---- Document excerpt
The University of Glasgow is the fourth-oldest university in the English-speaking world and one of Scotland’s four ancient universities. Located in Glasgow, the university was founded in 1451 and is presently one of seventeen British higher education institutions ranked amongst the top 100 of the world.
A major centre of the Scottish Enlightenment during the 18th century, from the 19th century it became a pioneer in British higher education by providing for the educational needs of students from the growing urban and commercial classes, as opposed to the upper class. Glasgow served these students by preparing them for professions outwith commerce – the law, medicine, teaching, and the church. It also trained smaller numbers for careers in science and engineering. More recently it was the Sunday Times “Scottish University of the Year” for 2007 and the university is currently a member of the Russell Group and of Universitas 21.
--------
---- Exercise data
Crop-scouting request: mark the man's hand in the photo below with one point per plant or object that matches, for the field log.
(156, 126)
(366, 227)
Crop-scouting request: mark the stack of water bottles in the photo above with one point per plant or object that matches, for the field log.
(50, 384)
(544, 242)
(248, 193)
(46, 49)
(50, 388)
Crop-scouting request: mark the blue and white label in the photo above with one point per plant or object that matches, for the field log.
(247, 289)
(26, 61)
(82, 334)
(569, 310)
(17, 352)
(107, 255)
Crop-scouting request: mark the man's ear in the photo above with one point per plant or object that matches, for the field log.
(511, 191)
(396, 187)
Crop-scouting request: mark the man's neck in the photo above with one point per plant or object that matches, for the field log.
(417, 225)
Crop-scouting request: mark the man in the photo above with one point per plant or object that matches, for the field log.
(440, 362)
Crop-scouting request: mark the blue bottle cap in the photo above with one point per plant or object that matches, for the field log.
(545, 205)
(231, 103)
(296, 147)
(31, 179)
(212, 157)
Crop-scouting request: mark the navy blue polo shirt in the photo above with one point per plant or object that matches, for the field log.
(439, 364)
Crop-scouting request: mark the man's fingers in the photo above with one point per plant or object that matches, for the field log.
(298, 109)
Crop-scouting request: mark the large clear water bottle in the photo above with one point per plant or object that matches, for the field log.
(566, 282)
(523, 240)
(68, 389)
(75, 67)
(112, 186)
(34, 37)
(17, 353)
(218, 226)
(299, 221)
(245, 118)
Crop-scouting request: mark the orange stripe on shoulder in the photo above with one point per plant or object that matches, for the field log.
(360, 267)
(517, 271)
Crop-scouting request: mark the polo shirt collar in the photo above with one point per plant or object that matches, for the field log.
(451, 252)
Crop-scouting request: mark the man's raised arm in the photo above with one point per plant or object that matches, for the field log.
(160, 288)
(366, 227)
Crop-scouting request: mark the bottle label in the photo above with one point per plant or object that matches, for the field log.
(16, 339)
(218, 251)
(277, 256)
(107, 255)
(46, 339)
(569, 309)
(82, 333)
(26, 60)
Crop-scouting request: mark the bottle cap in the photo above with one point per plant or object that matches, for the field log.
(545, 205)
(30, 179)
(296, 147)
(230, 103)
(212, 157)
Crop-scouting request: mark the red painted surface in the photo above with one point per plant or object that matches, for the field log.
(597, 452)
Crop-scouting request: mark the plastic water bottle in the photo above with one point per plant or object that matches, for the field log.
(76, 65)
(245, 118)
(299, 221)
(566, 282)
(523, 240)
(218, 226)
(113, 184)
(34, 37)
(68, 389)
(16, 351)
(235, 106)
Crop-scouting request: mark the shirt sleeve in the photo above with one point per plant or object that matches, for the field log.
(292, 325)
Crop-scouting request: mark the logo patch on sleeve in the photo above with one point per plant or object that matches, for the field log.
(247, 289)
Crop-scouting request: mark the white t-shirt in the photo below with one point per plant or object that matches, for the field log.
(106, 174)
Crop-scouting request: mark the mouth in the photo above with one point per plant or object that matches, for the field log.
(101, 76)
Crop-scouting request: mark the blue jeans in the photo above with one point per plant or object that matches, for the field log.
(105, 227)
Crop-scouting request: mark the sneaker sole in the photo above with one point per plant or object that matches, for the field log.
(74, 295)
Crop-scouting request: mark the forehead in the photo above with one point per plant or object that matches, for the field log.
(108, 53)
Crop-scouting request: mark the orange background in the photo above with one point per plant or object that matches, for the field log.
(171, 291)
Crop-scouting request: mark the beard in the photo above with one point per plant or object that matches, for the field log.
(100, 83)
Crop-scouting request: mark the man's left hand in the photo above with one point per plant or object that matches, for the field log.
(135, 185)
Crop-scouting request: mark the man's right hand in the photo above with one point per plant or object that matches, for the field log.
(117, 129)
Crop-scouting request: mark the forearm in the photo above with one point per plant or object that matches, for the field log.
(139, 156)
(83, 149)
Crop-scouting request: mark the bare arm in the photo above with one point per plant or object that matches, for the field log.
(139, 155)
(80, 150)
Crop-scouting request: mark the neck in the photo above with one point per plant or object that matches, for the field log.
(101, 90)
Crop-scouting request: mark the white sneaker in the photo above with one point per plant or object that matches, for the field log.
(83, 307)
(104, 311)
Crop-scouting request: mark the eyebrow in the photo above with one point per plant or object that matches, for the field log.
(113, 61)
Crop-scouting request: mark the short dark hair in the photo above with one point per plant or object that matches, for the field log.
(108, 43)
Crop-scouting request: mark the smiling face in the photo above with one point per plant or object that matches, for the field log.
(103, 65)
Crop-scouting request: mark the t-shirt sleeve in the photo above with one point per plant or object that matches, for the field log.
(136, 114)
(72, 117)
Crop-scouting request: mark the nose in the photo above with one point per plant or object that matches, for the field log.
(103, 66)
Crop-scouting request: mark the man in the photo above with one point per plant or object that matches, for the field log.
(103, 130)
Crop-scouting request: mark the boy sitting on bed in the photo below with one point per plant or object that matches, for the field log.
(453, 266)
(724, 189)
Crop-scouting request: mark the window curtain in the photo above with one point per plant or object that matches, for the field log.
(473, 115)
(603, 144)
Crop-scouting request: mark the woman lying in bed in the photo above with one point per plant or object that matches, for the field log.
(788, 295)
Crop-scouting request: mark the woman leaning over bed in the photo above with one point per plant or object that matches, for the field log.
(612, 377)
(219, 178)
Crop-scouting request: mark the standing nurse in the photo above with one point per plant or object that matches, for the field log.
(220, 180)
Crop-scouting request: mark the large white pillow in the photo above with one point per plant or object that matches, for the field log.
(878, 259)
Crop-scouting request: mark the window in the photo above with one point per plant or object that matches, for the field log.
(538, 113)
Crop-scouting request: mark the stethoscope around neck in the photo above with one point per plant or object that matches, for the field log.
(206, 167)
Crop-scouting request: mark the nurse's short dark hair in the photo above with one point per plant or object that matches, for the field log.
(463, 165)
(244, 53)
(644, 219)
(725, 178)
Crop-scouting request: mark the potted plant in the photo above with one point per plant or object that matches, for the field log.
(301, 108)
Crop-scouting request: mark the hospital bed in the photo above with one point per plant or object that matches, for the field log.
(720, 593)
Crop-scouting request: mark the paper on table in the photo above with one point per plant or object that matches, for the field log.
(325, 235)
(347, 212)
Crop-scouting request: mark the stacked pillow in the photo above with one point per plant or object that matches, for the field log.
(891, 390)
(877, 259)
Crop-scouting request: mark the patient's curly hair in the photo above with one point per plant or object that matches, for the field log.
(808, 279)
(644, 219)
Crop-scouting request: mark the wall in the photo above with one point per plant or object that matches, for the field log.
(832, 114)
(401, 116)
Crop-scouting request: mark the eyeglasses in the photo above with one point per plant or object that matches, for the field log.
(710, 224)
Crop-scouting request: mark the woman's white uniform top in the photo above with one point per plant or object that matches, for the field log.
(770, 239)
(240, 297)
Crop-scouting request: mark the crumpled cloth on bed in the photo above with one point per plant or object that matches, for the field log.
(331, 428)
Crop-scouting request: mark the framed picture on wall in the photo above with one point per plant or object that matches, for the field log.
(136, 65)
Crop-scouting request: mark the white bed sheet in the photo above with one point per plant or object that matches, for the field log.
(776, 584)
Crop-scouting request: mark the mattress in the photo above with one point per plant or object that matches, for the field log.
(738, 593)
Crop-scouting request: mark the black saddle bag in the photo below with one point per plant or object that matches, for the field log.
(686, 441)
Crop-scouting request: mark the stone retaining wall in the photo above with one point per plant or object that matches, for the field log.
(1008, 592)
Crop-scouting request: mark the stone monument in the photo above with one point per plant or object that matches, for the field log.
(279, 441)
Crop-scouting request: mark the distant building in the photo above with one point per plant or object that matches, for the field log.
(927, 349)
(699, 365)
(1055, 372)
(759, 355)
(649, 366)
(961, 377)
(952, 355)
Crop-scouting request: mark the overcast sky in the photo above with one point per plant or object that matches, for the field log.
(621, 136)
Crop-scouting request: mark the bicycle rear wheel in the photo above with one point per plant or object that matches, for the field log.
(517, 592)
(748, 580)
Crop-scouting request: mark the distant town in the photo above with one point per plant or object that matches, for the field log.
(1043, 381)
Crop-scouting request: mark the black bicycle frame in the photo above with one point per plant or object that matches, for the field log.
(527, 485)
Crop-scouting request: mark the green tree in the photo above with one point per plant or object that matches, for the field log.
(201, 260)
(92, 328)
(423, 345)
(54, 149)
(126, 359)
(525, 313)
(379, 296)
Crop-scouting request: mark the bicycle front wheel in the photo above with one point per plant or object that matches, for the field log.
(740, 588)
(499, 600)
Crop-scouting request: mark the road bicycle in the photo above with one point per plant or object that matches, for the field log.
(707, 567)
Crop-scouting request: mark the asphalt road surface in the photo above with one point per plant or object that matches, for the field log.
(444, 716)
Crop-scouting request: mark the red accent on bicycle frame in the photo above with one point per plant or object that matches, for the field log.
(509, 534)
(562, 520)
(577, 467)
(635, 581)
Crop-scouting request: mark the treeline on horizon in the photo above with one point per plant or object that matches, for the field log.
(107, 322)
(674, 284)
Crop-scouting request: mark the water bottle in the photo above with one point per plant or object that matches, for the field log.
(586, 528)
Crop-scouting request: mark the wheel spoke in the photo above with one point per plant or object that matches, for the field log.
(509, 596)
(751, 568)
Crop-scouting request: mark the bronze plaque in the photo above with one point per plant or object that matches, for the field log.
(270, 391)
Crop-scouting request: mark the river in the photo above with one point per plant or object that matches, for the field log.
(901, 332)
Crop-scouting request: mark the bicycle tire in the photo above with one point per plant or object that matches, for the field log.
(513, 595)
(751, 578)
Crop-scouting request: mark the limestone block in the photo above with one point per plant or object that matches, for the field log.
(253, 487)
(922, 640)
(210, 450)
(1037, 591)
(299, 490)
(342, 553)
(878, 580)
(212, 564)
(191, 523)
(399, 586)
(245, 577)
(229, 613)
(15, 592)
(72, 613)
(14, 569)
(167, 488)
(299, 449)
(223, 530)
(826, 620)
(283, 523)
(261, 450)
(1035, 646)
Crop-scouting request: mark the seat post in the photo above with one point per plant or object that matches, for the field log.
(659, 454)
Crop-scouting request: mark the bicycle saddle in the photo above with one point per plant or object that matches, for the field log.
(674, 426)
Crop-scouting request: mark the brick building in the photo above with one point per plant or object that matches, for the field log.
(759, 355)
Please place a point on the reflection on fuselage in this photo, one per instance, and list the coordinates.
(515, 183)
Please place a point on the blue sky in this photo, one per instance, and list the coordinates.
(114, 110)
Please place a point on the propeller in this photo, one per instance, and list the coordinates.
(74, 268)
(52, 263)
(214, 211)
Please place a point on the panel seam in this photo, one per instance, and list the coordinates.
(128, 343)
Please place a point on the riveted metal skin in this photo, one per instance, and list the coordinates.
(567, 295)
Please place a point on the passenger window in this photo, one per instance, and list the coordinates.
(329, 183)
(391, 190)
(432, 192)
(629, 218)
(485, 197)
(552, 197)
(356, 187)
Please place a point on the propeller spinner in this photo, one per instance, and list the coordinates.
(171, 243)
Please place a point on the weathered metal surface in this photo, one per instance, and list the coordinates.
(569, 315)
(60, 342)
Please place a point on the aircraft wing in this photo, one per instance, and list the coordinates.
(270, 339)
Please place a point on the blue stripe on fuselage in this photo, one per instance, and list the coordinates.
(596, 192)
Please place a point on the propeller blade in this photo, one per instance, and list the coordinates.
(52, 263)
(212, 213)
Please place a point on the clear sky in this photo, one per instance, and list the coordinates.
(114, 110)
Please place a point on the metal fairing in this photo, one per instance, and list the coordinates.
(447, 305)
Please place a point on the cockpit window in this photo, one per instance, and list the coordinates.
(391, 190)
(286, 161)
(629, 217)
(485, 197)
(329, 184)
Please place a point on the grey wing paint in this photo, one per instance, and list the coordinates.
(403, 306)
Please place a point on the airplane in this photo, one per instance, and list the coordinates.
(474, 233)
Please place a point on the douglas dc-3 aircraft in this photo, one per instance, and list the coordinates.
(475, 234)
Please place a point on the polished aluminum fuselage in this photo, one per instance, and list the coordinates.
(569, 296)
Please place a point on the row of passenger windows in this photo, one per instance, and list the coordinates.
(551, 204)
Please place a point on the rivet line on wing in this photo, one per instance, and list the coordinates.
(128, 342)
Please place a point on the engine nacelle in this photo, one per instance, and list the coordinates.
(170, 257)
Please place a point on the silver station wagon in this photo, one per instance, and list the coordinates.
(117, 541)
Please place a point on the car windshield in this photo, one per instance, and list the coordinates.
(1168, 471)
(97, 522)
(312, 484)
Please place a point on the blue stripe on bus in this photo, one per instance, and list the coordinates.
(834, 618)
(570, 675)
--------
Activity list →
1. According to the passage about the University of Glasgow, in what year was the university founded?
2. List the professions outside commerce that the University of Glasgow passage says the university prepared its students for.
3. Resume the passage about the University of Glasgow, picking up after its final sentence.
The data above has no connection to the passage about the University of Glasgow.

Answers to this exercise →
1. 1451

2. The law, medicine, teaching, and the church.

3.
Since 1870, the main University campus has been located on Gilmorehill in the West End of the city. Additionally, there are a number of university buildings elsewhere in the city, a facility at Loch Lomond, the University Marine Biological Station Millport and the Crichton Campus in Dumfries.
Glasgow has departments of Law, Medicine, Veterinary Medicine, and Dentistry—a position that is unique amongst the other universities in Scotland. The alumni of the University includes six Nobel laureates and two British Prime Ministers.